BRIEF
Please reproduce the listing below in full, changing every "deepest" to "innermost" and leaving everything else as it is.

PROVIDED ENTRIES
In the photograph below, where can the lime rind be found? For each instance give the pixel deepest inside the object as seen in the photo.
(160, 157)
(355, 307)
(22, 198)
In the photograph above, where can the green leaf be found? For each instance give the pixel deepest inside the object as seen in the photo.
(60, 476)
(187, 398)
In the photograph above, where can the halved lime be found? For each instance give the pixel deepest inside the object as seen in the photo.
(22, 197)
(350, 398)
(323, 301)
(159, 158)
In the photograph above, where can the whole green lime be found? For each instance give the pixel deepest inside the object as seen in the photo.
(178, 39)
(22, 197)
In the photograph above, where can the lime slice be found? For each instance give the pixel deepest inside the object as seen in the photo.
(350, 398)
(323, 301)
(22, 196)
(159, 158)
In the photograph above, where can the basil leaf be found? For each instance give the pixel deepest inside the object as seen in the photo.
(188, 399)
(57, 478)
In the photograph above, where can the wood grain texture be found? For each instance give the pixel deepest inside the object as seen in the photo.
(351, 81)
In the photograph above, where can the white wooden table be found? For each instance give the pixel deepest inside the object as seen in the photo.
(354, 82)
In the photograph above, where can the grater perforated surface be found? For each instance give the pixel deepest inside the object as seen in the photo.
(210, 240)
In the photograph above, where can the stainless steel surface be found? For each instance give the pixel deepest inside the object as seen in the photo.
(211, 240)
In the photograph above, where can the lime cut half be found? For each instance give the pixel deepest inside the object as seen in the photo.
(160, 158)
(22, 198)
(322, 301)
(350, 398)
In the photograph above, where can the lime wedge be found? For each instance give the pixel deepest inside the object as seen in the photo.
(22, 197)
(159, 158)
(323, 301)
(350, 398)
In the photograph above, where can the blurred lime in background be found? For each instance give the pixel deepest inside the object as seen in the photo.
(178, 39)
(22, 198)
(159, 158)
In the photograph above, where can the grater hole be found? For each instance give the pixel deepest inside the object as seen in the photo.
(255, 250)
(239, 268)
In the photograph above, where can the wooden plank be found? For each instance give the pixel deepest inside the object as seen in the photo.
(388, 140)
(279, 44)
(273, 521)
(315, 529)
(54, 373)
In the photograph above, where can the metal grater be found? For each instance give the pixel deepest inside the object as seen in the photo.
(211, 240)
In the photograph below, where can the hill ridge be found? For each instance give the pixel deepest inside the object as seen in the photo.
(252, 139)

RESULT FOR THIS TASK
In the photograph below, where can the lime rind be found? For each instance give the pixel innermost inside the object as seen in the photo.
(160, 157)
(355, 307)
(22, 198)
In the photograph above, where can the green leaf be found? For each instance give the pixel innermost inside the object as seen in the photo.
(60, 476)
(187, 398)
In the photograph above, where can the halved lime be found? For each instance give the pixel innermost inside the object as seen in the photo.
(22, 197)
(350, 398)
(323, 301)
(159, 158)
In the photograph above, where can the whole green lime be found? For each instance give the pixel innermost inside the object as seen in the photo.
(178, 39)
(22, 197)
In the photograph above, where can the lime slice be found? For each instance give the pixel innermost inside the object as seen in the photo.
(350, 398)
(323, 301)
(22, 196)
(159, 158)
In the photograph above, where can the basil leaf be found? For each instance give the pixel innermost inside the object as seen in the photo.
(188, 399)
(57, 478)
In the photograph above, where can the wood grain texture be found? For each instance give the pixel innermost inside the object as seen in the photo.
(351, 81)
In the photograph above, where can the white wooden table be found? For each instance give the pixel innermost inside the object as seen in the photo.
(354, 82)
In the photograph above, where can the grater perforated surface be found? For each instance give the pixel innermost inside the object as seen in the photo.
(210, 240)
In the photograph above, where can the stainless steel surface be found? For each instance give the pixel innermost inside the object as seen in the photo.
(211, 240)
In the photograph above, where can the lime cut half be found? For each instance give the pixel innermost inside the object as seen in the photo.
(160, 158)
(22, 198)
(322, 301)
(350, 398)
In the photograph above, where can the lime wedge be found? For each instance give the pixel innermost inside the object as seen in the photo.
(22, 197)
(159, 158)
(323, 301)
(350, 398)
In the photograph above, where can the blurred lime in background be found? For each instance give the pixel innermost inside the object as seen in the photo.
(178, 39)
(22, 198)
(159, 158)
In the photograph above, where can the grater hole be found? For each instance give the pixel innermost inside the object as seen in the photo.
(255, 250)
(239, 268)
In the photograph above, where can the wooden plank be found? For each instance give the pixel innermost inside the object as seen in the photo.
(388, 140)
(279, 44)
(273, 521)
(315, 529)
(54, 373)
In the photograph above, where can the metal grater be found? For each instance give the pixel innermost inside the object as seen in the photo.
(211, 240)
In the photograph below, where can the hill ridge be found? For each instance give the pixel innermost inside the object as seen in the photo.
(252, 139)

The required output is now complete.